===== Entries

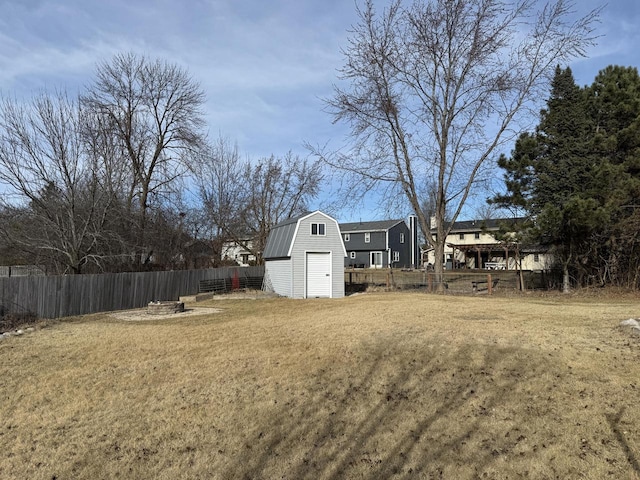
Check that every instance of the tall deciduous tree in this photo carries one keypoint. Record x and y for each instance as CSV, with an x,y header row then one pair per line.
x,y
244,199
149,112
432,89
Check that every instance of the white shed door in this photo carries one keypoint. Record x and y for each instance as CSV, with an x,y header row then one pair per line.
x,y
318,275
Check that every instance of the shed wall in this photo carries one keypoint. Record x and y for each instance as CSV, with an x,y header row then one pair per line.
x,y
330,242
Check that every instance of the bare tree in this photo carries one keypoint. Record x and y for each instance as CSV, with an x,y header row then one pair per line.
x,y
433,89
149,113
218,174
245,199
57,202
278,189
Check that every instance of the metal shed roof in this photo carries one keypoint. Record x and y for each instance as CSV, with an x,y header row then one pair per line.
x,y
280,238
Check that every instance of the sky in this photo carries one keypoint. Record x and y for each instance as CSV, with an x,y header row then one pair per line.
x,y
265,66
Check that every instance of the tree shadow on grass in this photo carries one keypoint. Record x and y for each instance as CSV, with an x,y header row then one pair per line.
x,y
389,414
614,423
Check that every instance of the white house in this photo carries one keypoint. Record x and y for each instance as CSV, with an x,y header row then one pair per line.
x,y
236,252
472,244
304,258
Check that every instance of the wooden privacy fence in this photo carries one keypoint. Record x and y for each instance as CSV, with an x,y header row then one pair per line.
x,y
456,281
68,295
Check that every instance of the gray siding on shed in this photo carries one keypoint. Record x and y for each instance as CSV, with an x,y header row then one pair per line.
x,y
286,254
278,275
330,242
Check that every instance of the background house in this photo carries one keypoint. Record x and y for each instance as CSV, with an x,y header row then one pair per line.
x,y
304,258
473,244
381,244
236,251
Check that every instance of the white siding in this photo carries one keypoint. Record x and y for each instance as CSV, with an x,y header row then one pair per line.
x,y
304,243
278,273
318,275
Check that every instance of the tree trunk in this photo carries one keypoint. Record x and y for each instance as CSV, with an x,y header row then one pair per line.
x,y
438,265
566,286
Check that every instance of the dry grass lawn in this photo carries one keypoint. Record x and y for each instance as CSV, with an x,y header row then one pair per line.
x,y
371,386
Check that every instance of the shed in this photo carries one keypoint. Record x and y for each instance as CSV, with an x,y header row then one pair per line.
x,y
304,258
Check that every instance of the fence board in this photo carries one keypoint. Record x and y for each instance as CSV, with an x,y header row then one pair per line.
x,y
63,296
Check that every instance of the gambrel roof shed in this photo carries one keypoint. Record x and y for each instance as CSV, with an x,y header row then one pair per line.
x,y
304,257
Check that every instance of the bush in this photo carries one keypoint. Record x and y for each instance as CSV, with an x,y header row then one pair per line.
x,y
13,321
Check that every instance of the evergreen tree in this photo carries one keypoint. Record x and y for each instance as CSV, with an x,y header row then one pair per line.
x,y
551,175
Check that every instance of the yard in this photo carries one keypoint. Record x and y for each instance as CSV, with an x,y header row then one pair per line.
x,y
378,385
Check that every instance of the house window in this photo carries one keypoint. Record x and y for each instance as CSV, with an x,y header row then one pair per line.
x,y
317,228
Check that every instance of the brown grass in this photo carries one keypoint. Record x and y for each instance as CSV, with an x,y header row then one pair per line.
x,y
370,386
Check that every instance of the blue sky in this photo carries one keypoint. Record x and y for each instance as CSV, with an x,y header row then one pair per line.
x,y
264,65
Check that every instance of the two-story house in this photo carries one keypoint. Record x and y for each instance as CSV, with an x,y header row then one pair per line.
x,y
473,244
381,244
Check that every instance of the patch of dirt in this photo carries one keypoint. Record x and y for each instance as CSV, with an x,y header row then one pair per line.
x,y
141,314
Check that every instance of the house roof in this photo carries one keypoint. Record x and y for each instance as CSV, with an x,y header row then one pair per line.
x,y
475,225
375,226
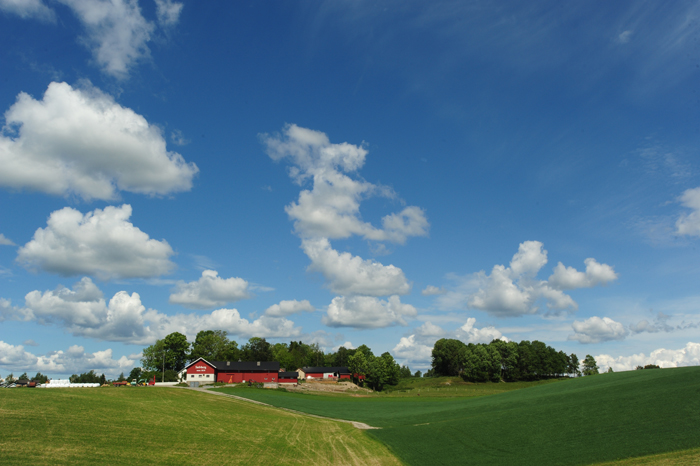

==========

What to produce: Put the lines of the rows, from the line containing "Check that every instance of the house roof" through the end of the rows, into a JSON list of strings with one string per line. Omit blank lines and leave the pictures out.

Solution to the problem:
[
  "Check that every instance of the house roof in this photo carries one keypoint. Record x and y for each instance as CSV, with an x,y header row then one pair per line.",
  "x,y",
  "475,225",
  "375,226"
]